**What to work on**:
List each line below that contains the word "jacket".

(Box annotations for photos)
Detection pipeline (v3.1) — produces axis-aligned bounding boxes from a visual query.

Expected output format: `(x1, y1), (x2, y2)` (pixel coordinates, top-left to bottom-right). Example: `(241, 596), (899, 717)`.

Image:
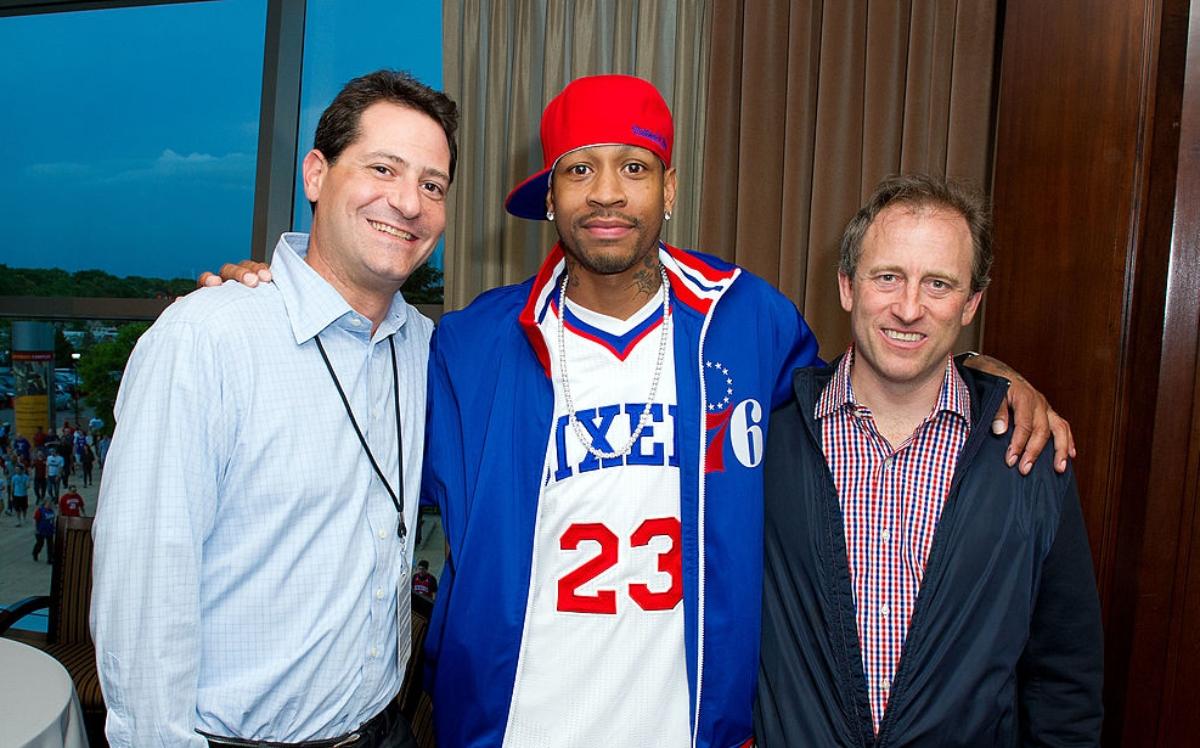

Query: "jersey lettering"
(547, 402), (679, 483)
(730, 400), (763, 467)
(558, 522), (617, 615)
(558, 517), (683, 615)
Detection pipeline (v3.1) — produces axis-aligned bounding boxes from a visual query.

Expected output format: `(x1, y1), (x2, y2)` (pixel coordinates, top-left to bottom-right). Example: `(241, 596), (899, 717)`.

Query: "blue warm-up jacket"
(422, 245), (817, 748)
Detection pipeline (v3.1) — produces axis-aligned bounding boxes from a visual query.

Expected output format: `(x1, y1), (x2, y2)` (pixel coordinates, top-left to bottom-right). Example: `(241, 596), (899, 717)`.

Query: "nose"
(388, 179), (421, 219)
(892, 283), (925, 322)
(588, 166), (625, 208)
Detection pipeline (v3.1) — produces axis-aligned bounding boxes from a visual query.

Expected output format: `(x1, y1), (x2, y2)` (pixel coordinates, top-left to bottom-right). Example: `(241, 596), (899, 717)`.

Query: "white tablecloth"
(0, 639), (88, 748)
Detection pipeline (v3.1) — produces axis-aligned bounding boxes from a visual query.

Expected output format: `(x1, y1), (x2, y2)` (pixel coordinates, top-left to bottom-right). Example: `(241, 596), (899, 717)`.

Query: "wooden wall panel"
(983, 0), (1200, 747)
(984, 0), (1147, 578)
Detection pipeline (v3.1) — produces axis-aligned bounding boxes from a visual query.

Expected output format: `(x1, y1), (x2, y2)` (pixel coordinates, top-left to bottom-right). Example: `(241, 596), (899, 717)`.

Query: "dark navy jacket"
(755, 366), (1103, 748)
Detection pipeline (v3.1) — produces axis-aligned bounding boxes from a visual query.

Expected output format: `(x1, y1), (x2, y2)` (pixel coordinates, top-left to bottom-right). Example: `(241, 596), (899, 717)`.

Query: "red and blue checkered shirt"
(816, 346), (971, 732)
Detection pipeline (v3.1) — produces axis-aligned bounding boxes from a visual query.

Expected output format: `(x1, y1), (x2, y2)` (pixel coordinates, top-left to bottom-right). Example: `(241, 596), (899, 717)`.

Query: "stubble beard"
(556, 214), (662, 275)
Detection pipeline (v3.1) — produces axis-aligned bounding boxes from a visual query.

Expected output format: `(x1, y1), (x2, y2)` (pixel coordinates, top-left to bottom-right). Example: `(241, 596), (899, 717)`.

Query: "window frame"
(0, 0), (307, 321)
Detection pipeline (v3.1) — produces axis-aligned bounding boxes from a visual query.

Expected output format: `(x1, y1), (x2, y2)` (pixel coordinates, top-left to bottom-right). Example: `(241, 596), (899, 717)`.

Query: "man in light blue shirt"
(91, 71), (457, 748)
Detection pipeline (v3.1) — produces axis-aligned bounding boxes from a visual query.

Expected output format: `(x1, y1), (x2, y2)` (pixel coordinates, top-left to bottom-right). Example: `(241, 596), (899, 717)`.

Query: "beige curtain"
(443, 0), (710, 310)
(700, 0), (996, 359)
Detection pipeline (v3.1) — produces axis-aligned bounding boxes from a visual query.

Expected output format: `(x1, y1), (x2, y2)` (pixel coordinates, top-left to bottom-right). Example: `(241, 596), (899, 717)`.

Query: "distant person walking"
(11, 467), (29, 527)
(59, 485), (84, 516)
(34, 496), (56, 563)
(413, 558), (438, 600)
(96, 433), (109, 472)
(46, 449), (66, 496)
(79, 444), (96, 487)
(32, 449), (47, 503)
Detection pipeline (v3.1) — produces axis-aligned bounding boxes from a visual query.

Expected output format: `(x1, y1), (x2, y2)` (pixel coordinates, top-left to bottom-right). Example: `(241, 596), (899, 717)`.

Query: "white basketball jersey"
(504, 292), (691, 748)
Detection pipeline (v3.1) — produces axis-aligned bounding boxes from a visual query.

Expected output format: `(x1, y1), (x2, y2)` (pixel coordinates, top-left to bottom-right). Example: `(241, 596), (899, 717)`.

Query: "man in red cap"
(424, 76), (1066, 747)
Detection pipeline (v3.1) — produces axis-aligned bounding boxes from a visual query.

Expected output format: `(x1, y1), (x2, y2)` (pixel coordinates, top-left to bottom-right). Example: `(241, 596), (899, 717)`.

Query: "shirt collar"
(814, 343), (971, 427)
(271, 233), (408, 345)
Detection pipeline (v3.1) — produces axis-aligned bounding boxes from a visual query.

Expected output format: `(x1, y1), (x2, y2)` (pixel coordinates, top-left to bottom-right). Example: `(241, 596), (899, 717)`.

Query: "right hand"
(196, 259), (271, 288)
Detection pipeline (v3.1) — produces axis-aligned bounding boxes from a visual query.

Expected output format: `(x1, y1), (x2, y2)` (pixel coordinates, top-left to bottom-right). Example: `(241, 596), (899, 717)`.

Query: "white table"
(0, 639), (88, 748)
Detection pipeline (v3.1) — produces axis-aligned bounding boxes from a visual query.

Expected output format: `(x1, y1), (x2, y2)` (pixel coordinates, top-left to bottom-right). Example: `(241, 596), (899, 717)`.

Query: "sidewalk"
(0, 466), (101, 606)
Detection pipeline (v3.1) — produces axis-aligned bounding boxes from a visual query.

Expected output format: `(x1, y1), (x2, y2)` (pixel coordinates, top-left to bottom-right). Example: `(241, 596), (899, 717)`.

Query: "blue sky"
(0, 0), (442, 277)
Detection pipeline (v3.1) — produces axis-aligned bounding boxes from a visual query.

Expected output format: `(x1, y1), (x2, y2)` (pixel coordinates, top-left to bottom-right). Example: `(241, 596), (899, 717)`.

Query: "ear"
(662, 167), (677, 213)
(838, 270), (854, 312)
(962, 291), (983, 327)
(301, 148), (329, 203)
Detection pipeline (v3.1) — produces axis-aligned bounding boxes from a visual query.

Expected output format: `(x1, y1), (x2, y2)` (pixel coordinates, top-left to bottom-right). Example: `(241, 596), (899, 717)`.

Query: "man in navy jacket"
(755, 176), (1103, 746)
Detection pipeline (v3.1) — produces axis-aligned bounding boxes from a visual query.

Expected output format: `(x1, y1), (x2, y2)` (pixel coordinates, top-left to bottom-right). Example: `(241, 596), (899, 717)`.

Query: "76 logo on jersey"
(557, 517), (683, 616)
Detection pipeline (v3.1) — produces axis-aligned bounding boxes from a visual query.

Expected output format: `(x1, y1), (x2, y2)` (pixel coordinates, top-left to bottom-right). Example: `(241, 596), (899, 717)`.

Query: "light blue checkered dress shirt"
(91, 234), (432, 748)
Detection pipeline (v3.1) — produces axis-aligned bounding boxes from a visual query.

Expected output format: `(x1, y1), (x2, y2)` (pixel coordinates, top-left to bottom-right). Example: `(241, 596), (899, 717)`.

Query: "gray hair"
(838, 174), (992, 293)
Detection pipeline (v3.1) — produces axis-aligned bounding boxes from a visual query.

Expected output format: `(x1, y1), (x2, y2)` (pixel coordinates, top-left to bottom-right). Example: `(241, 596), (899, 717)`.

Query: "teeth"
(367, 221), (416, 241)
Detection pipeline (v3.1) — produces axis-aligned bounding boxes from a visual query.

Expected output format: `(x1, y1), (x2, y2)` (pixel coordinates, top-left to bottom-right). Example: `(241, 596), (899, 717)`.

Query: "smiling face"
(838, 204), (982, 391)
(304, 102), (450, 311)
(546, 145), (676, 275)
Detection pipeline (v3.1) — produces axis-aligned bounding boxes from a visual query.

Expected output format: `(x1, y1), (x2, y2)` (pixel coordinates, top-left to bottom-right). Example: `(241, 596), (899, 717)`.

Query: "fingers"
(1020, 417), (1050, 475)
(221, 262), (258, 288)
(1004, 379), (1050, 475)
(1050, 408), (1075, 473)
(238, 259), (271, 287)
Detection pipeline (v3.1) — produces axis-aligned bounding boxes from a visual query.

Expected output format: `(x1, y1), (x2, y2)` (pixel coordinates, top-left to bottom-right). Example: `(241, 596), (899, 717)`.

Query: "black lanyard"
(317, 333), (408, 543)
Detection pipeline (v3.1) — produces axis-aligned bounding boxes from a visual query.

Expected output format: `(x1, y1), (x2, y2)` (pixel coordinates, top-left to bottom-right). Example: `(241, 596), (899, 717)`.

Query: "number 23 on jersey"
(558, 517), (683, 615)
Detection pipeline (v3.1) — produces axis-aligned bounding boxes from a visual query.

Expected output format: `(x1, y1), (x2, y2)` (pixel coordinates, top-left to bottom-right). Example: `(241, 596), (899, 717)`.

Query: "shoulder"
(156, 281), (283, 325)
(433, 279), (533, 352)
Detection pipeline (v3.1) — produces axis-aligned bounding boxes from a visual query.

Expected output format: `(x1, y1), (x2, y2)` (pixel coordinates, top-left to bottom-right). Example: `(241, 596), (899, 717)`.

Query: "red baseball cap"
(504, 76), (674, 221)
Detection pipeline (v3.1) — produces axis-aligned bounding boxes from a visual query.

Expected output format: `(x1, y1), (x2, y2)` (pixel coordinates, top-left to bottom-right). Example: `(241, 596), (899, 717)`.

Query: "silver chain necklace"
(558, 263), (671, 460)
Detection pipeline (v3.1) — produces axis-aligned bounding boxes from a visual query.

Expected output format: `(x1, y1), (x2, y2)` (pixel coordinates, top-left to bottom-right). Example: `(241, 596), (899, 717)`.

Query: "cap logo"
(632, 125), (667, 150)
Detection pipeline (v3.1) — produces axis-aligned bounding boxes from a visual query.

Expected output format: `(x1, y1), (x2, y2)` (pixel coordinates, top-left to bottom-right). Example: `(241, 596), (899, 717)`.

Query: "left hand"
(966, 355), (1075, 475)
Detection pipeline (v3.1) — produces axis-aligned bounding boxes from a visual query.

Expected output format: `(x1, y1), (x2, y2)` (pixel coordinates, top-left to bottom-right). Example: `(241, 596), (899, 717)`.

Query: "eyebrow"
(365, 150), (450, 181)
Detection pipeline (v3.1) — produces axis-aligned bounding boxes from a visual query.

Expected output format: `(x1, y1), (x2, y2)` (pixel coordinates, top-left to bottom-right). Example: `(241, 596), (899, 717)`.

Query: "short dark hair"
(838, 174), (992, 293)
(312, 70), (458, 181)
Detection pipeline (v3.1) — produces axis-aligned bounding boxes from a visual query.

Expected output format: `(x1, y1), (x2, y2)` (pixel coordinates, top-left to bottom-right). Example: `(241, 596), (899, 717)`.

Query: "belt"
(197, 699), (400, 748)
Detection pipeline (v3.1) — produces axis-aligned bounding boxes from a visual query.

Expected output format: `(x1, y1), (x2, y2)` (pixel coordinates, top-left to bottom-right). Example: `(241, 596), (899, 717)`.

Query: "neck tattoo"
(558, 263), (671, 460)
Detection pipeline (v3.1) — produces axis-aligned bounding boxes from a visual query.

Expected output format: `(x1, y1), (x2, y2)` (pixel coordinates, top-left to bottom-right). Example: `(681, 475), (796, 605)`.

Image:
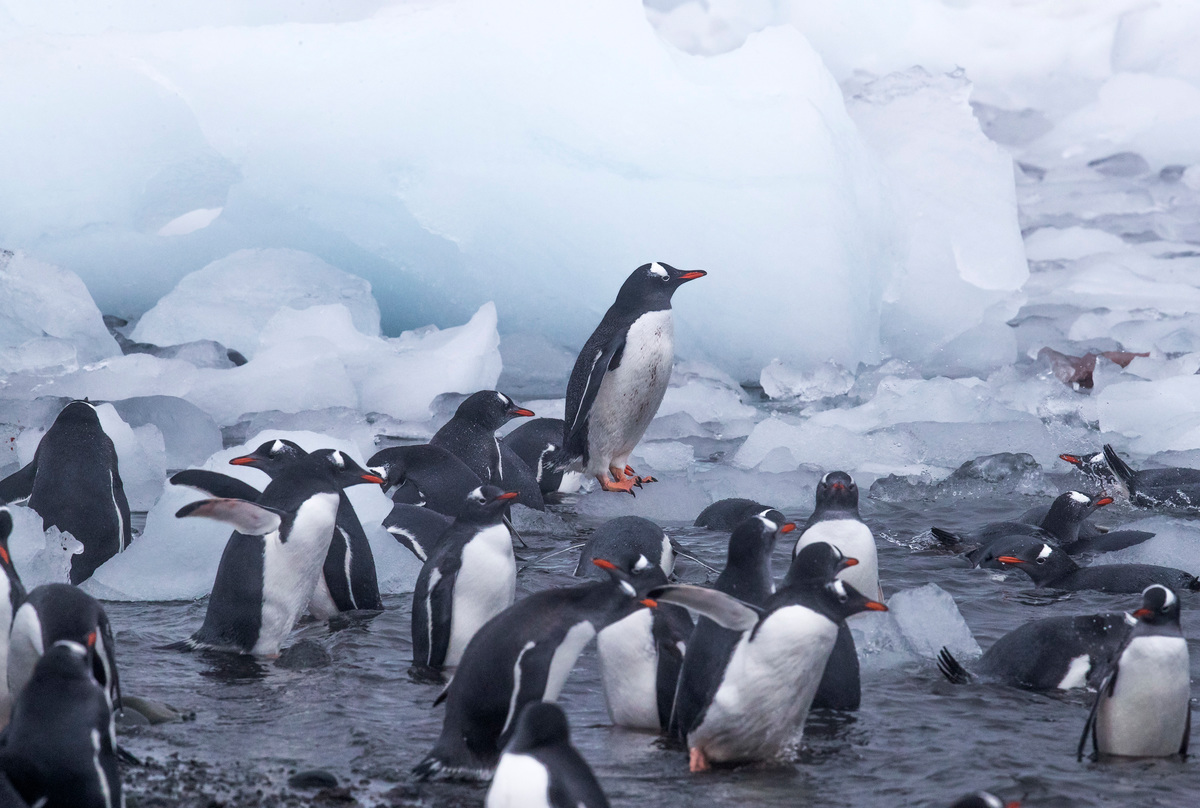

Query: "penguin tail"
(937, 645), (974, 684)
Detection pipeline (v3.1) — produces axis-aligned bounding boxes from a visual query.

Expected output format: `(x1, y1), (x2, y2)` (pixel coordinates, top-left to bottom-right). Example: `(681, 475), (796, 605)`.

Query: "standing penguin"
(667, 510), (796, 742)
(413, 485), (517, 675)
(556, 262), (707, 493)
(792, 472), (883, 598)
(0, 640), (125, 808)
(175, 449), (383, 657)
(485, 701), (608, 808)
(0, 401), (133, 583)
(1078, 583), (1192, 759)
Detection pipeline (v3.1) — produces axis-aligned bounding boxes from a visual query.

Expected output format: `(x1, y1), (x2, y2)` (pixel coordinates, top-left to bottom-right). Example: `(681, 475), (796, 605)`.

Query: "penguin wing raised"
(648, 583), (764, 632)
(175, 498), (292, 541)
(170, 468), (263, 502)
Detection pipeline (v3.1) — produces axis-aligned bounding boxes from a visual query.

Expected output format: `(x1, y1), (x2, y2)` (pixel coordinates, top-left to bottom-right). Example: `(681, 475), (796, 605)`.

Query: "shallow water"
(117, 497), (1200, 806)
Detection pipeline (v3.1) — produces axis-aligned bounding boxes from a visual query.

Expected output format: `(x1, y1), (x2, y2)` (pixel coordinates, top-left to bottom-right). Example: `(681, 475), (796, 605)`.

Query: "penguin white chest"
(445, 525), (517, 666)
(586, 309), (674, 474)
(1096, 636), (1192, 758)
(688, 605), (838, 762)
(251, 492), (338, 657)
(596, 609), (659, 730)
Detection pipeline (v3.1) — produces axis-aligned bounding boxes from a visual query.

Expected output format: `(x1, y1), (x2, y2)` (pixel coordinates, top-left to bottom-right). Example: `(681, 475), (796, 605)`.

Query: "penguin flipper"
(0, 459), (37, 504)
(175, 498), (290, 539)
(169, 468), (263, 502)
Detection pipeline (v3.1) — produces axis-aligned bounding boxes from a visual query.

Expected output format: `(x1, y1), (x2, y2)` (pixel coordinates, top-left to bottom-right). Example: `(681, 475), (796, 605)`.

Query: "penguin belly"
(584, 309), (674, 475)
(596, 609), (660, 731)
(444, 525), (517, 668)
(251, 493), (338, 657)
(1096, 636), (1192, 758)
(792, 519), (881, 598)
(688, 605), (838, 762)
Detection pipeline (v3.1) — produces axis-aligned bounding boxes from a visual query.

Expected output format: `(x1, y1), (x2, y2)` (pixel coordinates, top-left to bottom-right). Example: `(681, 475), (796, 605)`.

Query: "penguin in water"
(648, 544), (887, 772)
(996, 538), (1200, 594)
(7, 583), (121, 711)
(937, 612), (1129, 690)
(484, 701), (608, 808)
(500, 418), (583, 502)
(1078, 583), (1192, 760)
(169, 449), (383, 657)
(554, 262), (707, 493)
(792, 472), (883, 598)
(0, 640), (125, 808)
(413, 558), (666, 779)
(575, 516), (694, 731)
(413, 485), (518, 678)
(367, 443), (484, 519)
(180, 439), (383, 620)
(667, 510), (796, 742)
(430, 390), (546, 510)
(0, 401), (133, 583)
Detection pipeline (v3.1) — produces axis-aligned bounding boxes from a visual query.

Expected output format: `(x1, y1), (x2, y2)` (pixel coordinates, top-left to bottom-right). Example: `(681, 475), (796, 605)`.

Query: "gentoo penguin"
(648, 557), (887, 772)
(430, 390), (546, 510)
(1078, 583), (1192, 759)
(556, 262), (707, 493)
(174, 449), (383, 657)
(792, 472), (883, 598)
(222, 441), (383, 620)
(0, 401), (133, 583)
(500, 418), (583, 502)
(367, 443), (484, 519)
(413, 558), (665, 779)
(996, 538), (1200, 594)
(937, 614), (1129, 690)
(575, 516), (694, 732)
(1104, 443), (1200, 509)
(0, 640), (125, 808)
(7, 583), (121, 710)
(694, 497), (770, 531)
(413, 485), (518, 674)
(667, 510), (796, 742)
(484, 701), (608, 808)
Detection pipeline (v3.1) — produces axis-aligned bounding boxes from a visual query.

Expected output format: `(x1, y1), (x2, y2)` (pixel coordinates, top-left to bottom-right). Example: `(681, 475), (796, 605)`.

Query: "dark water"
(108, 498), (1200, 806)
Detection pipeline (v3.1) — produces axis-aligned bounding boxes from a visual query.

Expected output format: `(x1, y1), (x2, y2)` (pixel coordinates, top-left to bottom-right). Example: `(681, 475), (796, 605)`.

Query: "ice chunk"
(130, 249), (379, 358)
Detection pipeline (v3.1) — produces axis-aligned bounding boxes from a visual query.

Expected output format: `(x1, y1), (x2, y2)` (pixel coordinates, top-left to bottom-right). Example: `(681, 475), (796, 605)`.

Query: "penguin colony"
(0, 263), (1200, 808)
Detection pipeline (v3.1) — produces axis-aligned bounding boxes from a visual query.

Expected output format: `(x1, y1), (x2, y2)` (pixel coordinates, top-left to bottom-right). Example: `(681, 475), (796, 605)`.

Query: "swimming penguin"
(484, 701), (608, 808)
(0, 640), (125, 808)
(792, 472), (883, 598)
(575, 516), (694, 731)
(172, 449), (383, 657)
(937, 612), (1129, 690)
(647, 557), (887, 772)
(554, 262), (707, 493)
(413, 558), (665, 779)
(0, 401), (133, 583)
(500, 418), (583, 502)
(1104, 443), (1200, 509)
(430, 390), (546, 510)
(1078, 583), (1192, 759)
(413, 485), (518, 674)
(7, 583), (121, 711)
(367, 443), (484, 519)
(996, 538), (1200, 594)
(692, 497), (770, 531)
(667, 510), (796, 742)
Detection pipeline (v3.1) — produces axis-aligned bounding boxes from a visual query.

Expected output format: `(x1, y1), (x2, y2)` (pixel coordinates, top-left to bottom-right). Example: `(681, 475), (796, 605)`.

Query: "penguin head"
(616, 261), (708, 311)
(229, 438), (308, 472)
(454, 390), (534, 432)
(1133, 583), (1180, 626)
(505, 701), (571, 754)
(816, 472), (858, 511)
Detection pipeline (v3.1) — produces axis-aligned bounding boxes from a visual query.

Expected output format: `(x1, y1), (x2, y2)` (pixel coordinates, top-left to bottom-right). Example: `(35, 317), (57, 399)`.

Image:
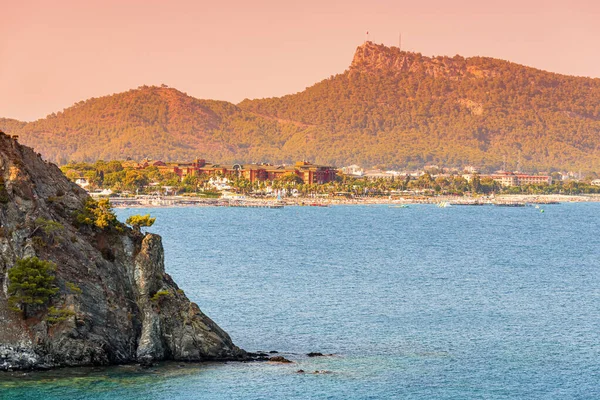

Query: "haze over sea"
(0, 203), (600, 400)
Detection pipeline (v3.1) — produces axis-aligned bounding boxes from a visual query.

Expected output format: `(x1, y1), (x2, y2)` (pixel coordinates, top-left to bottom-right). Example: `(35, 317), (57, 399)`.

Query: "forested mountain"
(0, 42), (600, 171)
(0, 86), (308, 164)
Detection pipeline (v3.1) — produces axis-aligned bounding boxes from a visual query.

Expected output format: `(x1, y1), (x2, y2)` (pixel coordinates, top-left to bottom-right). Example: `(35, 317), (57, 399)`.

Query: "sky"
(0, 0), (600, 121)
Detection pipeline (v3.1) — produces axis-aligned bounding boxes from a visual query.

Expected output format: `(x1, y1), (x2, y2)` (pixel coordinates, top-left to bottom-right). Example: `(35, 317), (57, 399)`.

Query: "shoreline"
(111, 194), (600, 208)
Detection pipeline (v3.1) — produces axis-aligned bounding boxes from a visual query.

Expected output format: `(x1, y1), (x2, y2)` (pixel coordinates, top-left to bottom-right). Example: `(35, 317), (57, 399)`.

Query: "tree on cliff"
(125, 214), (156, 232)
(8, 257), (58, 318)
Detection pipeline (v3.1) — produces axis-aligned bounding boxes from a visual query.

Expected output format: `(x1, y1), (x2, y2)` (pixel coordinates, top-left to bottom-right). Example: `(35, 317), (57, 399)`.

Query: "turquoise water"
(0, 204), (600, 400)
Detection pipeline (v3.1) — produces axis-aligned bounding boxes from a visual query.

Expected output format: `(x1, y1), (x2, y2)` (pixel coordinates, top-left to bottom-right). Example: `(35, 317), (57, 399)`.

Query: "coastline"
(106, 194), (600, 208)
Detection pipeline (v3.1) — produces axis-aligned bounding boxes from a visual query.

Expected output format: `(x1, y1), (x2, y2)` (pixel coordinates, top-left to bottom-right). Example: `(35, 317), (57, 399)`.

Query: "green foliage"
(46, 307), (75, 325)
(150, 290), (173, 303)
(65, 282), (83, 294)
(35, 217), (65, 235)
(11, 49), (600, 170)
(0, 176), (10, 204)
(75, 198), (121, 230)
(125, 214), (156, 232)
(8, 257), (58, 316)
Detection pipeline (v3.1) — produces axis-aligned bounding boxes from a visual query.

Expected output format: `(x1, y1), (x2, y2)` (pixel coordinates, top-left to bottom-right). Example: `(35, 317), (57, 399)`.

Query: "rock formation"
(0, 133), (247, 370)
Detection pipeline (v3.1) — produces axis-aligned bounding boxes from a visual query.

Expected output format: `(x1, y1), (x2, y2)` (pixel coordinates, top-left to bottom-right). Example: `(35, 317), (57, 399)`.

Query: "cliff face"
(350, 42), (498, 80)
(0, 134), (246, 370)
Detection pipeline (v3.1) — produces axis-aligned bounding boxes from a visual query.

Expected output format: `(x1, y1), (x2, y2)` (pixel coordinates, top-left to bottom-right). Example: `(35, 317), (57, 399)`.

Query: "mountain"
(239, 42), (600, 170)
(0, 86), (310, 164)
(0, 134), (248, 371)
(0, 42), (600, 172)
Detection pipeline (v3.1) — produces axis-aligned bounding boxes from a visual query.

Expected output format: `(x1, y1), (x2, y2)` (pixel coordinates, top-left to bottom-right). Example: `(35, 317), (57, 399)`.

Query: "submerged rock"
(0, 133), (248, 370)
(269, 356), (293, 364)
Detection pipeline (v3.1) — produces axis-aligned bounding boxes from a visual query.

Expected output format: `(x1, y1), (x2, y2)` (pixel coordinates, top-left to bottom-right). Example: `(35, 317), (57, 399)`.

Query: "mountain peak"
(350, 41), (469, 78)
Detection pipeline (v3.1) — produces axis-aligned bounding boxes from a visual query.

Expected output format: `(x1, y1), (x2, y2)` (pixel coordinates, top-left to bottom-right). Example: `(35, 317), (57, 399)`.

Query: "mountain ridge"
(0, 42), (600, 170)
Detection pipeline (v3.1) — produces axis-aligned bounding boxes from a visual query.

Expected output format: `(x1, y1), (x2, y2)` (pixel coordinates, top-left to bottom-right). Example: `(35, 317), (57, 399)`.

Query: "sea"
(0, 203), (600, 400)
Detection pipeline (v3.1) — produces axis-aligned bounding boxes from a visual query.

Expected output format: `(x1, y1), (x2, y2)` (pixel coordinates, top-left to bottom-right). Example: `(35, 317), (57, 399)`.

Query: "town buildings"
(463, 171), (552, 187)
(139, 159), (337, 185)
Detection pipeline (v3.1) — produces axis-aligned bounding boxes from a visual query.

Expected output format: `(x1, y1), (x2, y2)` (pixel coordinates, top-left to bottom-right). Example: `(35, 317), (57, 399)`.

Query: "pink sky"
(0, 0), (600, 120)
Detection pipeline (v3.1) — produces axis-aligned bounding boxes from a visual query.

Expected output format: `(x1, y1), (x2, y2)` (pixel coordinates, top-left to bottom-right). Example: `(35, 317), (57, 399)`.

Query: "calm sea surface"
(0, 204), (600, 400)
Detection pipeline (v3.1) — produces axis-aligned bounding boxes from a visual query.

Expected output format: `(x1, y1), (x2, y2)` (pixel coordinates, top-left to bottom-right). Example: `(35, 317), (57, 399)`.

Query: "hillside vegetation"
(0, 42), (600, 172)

**Written answer**:
Query: "blue warm-up jacket"
Query: "dark navy jacket"
Query: "man in navy jacket"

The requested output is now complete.